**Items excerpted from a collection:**
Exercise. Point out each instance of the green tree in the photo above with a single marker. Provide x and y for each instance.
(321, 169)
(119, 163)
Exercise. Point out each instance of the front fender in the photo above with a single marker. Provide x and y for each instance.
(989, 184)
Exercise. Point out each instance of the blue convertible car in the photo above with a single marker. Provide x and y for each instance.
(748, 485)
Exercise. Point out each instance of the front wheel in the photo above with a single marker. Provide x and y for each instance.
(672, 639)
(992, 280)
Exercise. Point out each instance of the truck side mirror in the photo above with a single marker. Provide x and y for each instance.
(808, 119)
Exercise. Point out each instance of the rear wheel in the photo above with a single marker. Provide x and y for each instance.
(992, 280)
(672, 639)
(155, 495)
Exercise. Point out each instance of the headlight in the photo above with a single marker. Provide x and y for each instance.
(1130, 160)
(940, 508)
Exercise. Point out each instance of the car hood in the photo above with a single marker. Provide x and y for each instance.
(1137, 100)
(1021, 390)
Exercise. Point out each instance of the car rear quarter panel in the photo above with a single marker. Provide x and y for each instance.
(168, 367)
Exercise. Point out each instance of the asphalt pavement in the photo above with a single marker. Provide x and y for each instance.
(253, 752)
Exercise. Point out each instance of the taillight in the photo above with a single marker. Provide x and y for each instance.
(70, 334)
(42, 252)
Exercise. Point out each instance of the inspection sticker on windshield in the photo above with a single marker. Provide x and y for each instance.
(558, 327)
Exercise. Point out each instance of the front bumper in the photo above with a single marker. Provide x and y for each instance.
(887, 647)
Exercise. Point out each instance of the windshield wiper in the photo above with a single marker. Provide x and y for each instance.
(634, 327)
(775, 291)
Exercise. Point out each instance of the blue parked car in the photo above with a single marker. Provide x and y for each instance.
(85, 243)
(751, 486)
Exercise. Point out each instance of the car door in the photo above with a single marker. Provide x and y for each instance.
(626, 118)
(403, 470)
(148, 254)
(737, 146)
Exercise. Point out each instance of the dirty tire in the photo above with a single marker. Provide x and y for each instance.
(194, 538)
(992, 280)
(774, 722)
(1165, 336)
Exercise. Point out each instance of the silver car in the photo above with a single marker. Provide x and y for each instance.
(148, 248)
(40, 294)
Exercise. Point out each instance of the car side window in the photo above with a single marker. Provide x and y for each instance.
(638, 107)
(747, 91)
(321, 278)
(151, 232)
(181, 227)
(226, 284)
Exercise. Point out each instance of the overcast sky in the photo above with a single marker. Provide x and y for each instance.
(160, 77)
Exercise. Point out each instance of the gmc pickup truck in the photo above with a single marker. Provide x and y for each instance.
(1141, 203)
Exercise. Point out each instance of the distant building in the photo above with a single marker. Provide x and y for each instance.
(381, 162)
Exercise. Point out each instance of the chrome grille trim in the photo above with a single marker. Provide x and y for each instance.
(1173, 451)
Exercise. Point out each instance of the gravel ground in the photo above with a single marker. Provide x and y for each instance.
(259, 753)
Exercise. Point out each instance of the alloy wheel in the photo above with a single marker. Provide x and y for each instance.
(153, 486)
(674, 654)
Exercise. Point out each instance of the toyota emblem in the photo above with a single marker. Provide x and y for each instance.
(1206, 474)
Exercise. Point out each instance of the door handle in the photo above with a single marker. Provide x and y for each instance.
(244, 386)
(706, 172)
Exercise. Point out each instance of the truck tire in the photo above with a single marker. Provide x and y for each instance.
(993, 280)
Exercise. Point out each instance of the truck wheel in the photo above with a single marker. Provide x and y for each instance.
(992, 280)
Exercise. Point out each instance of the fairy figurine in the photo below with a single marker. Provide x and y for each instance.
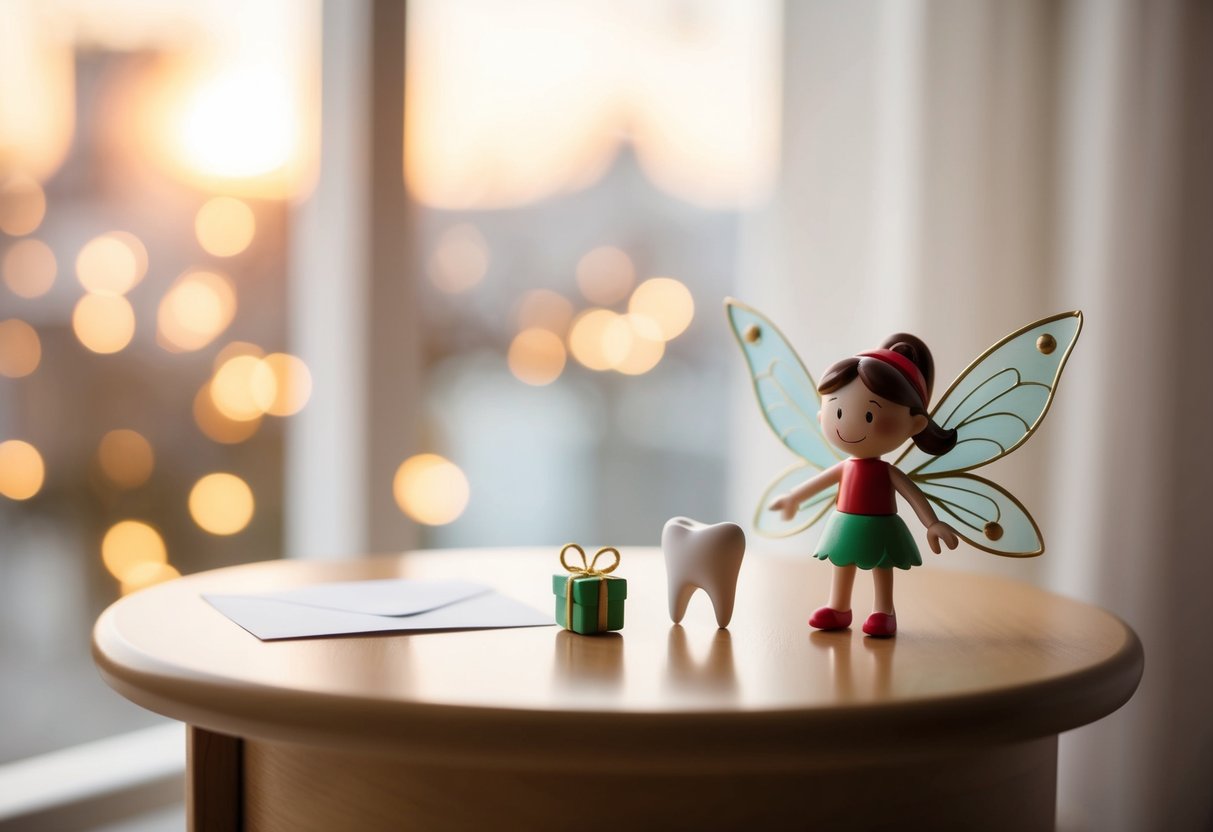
(869, 405)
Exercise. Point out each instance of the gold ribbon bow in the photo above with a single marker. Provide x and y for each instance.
(587, 569)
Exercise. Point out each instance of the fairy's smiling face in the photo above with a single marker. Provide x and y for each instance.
(865, 425)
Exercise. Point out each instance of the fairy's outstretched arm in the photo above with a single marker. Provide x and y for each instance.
(937, 530)
(790, 502)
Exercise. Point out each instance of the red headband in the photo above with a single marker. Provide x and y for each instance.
(904, 365)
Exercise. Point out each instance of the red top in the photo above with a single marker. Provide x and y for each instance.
(866, 488)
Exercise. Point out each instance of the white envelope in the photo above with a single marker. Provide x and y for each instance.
(375, 607)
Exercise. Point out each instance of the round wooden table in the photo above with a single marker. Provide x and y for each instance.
(766, 724)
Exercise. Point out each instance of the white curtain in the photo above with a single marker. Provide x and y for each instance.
(958, 169)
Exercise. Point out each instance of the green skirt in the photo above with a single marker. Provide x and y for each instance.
(869, 541)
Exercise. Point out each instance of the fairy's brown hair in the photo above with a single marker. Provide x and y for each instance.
(888, 382)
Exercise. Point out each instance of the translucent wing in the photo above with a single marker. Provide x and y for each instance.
(772, 524)
(786, 393)
(986, 516)
(998, 402)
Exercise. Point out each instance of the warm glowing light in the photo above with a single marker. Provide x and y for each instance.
(218, 427)
(20, 348)
(144, 575)
(605, 275)
(125, 457)
(221, 503)
(129, 546)
(103, 323)
(195, 309)
(22, 205)
(244, 388)
(587, 337)
(633, 343)
(536, 357)
(21, 469)
(431, 489)
(546, 309)
(29, 268)
(112, 263)
(225, 226)
(460, 258)
(292, 383)
(665, 301)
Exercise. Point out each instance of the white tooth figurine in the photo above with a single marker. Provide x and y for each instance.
(702, 557)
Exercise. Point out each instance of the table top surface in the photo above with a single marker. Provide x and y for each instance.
(975, 659)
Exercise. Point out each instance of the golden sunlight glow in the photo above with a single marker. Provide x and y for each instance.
(221, 503)
(244, 388)
(29, 268)
(112, 263)
(605, 275)
(536, 357)
(195, 309)
(292, 385)
(20, 348)
(587, 337)
(225, 226)
(218, 427)
(125, 457)
(22, 205)
(21, 469)
(546, 309)
(665, 301)
(633, 345)
(460, 258)
(431, 489)
(144, 575)
(130, 545)
(103, 323)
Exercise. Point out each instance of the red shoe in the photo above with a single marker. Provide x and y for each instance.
(830, 619)
(881, 625)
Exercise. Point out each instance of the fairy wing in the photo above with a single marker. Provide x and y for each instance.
(995, 405)
(790, 402)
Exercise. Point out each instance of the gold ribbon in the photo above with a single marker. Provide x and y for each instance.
(587, 570)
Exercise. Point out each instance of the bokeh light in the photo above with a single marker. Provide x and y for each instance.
(218, 427)
(587, 335)
(22, 205)
(125, 457)
(605, 275)
(129, 546)
(195, 311)
(221, 503)
(292, 383)
(21, 349)
(112, 263)
(21, 469)
(431, 489)
(103, 323)
(536, 357)
(460, 258)
(546, 309)
(225, 226)
(144, 575)
(29, 268)
(665, 301)
(244, 388)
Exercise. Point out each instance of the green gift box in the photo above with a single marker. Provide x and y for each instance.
(586, 603)
(587, 599)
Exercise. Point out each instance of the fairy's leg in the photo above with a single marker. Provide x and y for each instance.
(841, 587)
(882, 581)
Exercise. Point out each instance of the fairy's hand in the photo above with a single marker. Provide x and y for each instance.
(940, 531)
(786, 506)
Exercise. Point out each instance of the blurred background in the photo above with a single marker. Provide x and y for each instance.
(311, 279)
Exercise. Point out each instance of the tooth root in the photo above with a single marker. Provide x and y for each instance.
(702, 557)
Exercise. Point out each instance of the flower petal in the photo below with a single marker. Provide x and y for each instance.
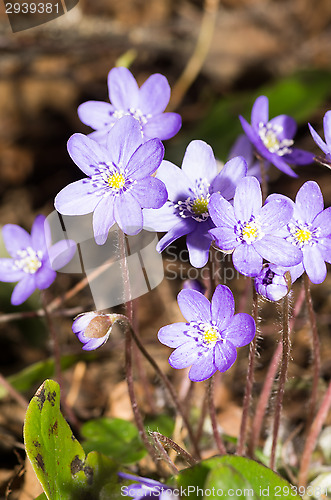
(123, 139)
(260, 111)
(184, 355)
(15, 238)
(225, 356)
(177, 183)
(198, 243)
(128, 214)
(222, 306)
(246, 260)
(203, 367)
(145, 160)
(23, 290)
(199, 161)
(314, 264)
(185, 226)
(9, 272)
(150, 192)
(154, 94)
(78, 198)
(319, 141)
(194, 306)
(309, 200)
(44, 277)
(221, 211)
(278, 251)
(103, 219)
(123, 89)
(86, 153)
(241, 330)
(163, 126)
(226, 181)
(247, 198)
(96, 114)
(174, 335)
(161, 219)
(275, 214)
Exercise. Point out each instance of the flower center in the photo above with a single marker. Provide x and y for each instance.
(303, 234)
(210, 334)
(269, 134)
(196, 206)
(28, 260)
(116, 180)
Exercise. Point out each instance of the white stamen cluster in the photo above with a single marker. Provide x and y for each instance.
(269, 133)
(28, 260)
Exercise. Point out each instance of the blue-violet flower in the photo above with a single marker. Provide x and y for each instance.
(273, 139)
(34, 261)
(189, 188)
(252, 230)
(309, 231)
(209, 339)
(146, 104)
(119, 182)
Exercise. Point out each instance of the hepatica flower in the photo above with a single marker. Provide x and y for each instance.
(309, 231)
(145, 104)
(93, 329)
(273, 139)
(34, 260)
(146, 488)
(252, 230)
(190, 188)
(119, 182)
(208, 340)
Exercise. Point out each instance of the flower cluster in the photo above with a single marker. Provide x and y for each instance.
(34, 261)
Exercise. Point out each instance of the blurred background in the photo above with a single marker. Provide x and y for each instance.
(280, 48)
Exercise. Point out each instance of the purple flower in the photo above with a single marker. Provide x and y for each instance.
(273, 139)
(209, 339)
(251, 230)
(119, 182)
(34, 260)
(243, 147)
(93, 329)
(146, 104)
(309, 231)
(146, 488)
(324, 146)
(190, 188)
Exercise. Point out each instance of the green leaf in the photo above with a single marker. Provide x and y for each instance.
(230, 477)
(115, 437)
(57, 457)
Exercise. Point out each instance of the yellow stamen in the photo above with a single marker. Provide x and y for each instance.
(116, 181)
(200, 206)
(210, 335)
(303, 235)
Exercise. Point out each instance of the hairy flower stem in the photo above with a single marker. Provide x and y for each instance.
(316, 354)
(312, 437)
(264, 183)
(134, 404)
(249, 381)
(269, 381)
(282, 380)
(169, 386)
(212, 412)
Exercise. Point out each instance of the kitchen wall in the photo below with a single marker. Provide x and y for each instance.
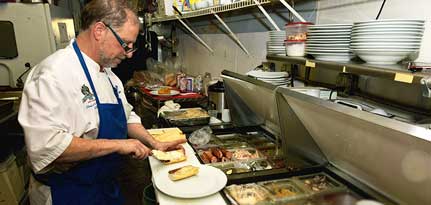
(252, 31)
(349, 11)
(250, 26)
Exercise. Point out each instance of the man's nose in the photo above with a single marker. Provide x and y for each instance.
(129, 55)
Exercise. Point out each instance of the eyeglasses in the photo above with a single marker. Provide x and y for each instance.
(121, 42)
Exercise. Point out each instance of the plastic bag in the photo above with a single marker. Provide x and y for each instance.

**Requirement:** Format the items above, from the line holding "Exercise. Point out each instance of the blue parked" through the line holding "(1165, 336)", inclusive, as a two-column CSV with the headers "item" and "answer". Give one row per item, with its text and its answer each in a single quoted field and any line breaks replaced by spaces.

**Task result:**
item,answer
"Exercise. Point out each instance of the blue parked car in the photo above with a single marker. Provide x and y for each instance.","(85, 243) (751, 486)"
"Exercise. Point out each instance of the car door in the photo above with a single marker. Provide x and y for each instance.","(626, 118) (403, 470) (148, 254) (737, 146)"
"Exercise. Point out each instance of the dirty tire in the photo above with a single marker. Provide x and y for each instance.","(194, 538) (992, 280) (774, 722) (1165, 336)"